### Given problem
Put the lines of the entries below into a numbered list, from the line with "Would you kindly point at the runner's" up to and including the line with "<point>237,436</point>", and omit any blank lines.

### Extracted data
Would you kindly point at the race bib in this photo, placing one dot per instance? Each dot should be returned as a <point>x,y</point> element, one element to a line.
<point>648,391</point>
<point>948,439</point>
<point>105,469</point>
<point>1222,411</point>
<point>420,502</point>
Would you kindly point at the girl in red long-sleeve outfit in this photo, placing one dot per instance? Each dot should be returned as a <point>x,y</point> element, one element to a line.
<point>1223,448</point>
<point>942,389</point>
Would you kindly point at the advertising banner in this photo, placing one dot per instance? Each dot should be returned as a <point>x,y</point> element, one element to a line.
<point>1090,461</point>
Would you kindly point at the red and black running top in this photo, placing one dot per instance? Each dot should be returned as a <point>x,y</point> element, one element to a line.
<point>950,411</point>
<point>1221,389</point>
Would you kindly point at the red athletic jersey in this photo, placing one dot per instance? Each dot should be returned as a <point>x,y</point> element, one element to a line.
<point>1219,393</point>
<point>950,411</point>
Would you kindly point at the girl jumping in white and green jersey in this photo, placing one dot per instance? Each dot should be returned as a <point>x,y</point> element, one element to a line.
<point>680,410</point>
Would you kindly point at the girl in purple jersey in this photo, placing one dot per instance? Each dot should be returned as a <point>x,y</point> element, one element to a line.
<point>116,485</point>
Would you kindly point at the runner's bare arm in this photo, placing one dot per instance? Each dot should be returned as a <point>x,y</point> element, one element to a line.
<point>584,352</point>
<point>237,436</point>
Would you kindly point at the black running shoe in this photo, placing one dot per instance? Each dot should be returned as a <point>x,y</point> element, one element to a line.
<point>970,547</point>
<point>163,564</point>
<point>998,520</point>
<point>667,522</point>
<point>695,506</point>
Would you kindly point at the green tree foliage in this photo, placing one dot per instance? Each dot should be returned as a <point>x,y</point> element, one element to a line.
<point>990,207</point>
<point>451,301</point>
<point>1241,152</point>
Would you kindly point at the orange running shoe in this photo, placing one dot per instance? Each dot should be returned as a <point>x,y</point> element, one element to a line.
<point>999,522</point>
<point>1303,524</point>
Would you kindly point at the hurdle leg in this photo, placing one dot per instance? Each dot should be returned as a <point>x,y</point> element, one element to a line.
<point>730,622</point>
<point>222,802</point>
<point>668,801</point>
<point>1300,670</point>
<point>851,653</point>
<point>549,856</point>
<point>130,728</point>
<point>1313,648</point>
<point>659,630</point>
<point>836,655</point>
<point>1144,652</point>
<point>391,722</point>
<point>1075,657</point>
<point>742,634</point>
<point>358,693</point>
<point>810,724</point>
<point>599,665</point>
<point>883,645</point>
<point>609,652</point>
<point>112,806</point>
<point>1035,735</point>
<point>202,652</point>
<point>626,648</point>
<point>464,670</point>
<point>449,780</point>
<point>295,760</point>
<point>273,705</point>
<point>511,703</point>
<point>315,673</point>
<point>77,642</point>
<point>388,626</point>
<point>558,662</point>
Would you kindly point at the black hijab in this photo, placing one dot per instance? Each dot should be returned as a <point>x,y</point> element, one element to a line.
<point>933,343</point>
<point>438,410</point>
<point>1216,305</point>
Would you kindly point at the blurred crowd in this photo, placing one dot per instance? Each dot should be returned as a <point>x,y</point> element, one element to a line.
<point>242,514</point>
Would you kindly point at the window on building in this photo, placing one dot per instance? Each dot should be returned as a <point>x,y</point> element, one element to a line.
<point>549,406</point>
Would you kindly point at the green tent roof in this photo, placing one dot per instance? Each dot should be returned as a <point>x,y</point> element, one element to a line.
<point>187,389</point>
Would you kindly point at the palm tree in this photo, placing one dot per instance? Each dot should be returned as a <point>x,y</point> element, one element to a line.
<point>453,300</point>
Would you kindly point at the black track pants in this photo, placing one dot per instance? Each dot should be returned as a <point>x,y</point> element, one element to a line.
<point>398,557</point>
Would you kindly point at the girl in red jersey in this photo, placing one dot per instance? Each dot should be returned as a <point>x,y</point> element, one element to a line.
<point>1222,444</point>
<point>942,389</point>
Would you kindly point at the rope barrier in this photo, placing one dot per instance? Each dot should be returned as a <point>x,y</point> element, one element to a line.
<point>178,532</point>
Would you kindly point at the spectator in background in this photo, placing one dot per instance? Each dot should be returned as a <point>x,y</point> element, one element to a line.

### Full response
1. Would you kindly point at the runner's bare arm in this photo, placing one dot per instance? Each dot should be returned as a <point>x,y</point> element, one element to a line.
2. <point>584,352</point>
3. <point>237,436</point>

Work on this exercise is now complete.